Task goal:
Lines holding the string "find" are the ones to copy from this listing.

Material to process:
>>
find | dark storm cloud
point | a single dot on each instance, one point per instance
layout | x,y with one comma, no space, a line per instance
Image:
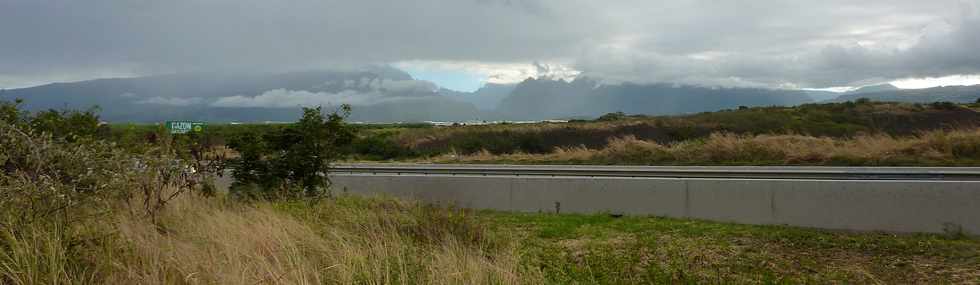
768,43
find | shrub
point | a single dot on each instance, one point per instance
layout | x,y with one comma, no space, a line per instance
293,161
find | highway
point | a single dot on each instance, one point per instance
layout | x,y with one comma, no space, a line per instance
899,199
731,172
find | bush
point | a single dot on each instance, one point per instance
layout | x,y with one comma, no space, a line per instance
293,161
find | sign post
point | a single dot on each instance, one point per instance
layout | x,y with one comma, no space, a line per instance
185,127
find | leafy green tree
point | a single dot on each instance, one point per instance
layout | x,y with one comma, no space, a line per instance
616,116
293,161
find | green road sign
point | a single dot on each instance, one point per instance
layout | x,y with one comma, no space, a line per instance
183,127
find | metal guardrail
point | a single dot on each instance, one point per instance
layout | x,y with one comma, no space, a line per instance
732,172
<<
>>
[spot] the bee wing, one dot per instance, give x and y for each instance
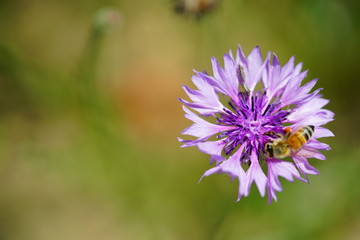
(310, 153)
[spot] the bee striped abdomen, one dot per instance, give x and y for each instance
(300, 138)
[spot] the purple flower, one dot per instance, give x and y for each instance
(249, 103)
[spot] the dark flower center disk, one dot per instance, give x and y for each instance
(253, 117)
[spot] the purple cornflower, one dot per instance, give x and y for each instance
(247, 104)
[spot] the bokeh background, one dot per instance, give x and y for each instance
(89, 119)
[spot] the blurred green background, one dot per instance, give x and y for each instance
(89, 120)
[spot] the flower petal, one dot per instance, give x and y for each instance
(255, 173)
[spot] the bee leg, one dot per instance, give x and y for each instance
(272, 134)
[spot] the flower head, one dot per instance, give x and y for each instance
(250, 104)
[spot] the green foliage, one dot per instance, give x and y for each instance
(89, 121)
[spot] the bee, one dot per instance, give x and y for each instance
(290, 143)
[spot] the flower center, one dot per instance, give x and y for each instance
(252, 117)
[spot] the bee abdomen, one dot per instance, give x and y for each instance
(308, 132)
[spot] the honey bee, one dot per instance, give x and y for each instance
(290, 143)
<<
>>
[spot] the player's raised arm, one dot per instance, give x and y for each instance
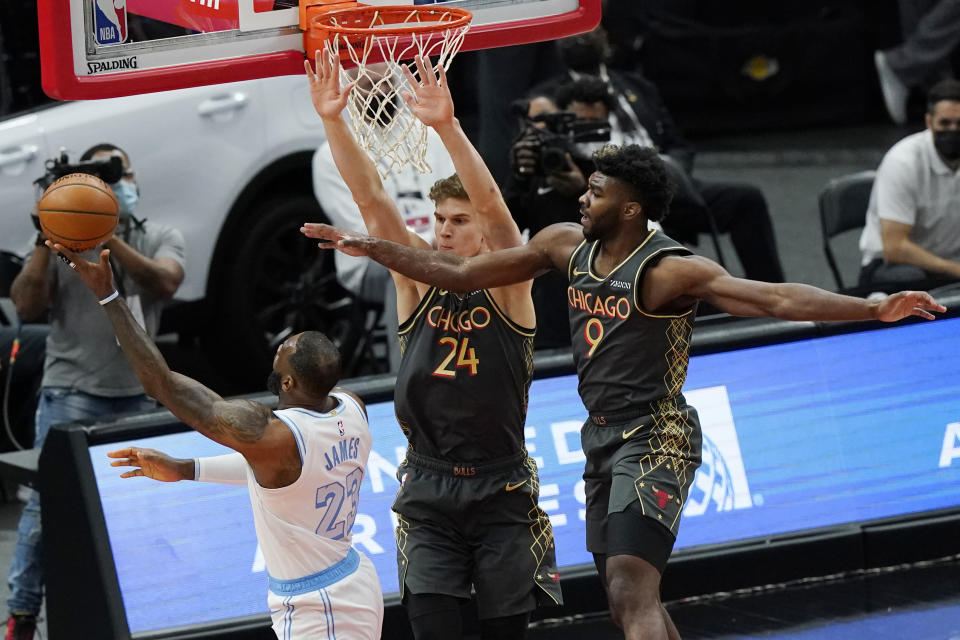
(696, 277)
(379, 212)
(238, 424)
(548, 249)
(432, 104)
<<
Solution:
find | dark storm cloud
find | shrub
find | highway
find | bush
find | sign post
find | leafy green tree
find | green road sign
find | metal guardrail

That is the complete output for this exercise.